- WHAT THE TASK ASKS
Render the material as a JSON list of strings, from its first line up to and including the line that contains "[[[0,6],[2,338],[415,326],[415,2]]]", with one string per line and blank lines left out.
-*-*-
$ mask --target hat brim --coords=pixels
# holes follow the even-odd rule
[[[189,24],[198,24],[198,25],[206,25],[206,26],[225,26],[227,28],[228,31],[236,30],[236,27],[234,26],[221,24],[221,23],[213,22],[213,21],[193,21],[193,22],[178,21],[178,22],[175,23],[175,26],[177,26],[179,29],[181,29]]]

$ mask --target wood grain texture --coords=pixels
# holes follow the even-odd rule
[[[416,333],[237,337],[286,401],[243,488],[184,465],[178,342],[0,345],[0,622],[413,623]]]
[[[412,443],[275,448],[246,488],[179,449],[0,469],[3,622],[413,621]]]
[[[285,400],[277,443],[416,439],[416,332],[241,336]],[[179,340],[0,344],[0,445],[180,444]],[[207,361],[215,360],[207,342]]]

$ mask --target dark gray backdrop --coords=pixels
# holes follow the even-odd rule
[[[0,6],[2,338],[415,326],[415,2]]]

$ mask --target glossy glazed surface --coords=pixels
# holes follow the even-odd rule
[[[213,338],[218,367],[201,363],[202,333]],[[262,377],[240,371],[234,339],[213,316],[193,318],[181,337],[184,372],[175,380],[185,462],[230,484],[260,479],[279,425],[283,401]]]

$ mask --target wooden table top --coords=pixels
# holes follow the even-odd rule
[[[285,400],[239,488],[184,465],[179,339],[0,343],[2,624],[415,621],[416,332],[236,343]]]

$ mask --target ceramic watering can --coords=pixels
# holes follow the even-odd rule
-*-*-
- ANSWER FOR THE TASK
[
  "$ mask --target hat brim --coords=pixels",
  "# holes follow the even-odd rule",
  "[[[189,24],[198,24],[198,25],[206,25],[206,26],[225,26],[227,28],[228,31],[236,30],[236,27],[234,26],[221,24],[221,23],[213,22],[213,21],[193,21],[193,22],[178,21],[178,22],[175,23],[175,26],[177,26],[179,29],[181,29]]]",
  "$ mask --target wood grain texture --coords=pixels",
  "# holes follow the even-odd rule",
  "[[[416,333],[237,337],[286,401],[243,488],[184,465],[178,342],[0,345],[0,622],[413,623]]]",
  "[[[412,443],[275,448],[246,488],[179,449],[0,469],[3,622],[413,621]]]",
  "[[[285,400],[277,443],[416,439],[416,332],[241,336]],[[179,340],[0,344],[0,445],[180,444]],[[207,361],[215,360],[207,342]]]",
  "$ mask --target dark gray backdrop --coords=pixels",
  "# holes follow the even-odd rule",
  "[[[0,6],[2,338],[415,326],[415,2]]]"
]